- [TEXTO]
=-=-=-=-=

Ponta de lança de uma geração literária que inclui nomes como William T. Vollman, Richard Powers, A. M. Homes, Jonathan Franzen ou Mark Layner, uma geração convencida de que a circunstância vital de nosso tempo não pode ser explorada a partir da estética do realismo, a obra de Foster Wallace supõe uma forma radicalmente nova de entender a literatura. Suas estruturas narrativas são consequência da sensibilidade de nosso tempo; reinventando os códigos estéticos das gerações precedentes, sua prosa tentacular mimetiza os sistemas do paradigma cultural em que vivemos: a vertigem das comunicações, o excesso de informação, a influência das grandes corporações financeiras, os ícones da cultura pop, a indústria do entretenimento, o cinema, o esporte e a música, a ameaça onipresente do terrorismo.

Publicado quando o autor contava 33 anos de idade e ambientado nos Estados Unidos de 2025, Infinite jest propicia o entrecruzamento de uma portentosa diversidade de registros: da trigonometria ao tênis, passando pelas drogas, a estética grunge, a filosofia e o cinema. Por meio de uma linguagem em estado permanente de incandescência, o romance traz uma sátira desapiedada de nosso tempo e ao mesmo tempo um comovente escrutínio da sociedade do indivíduo.

=-=-=-=-=

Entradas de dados

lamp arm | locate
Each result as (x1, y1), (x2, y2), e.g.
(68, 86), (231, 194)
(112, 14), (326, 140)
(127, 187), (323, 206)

=-=-=-=-=

Responda às perguntas a seguir com base no texto sobre a obra de Foster Wallace.
(a) De que está convencida a geração literária da qual Foster Wallace é ponta de lança?
(b) Em que país e em que ano se ambienta Infinite jest?
(c) Que idade tinha o autor quando Infinite jest foi publicado?

(a) De que a circunstância vital de nosso tempo não pode ser explorada a partir da estética do realismo.
(b) Nos Estados Unidos de 2025.
(c) 33 anos.